YOUR TASK
Type the entries out again exactly as they read, but leave every picture behind.

Data entries
- - - - - - -
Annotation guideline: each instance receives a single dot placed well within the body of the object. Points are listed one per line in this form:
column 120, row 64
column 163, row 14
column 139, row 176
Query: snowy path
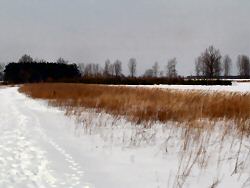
- - - - - - -
REPLY TO THE EXERCISE
Annotation guideline: each instance receives a single dot placed well within the body of the object. Points are listed one per line in this form:
column 120, row 64
column 163, row 14
column 139, row 176
Query: snowy path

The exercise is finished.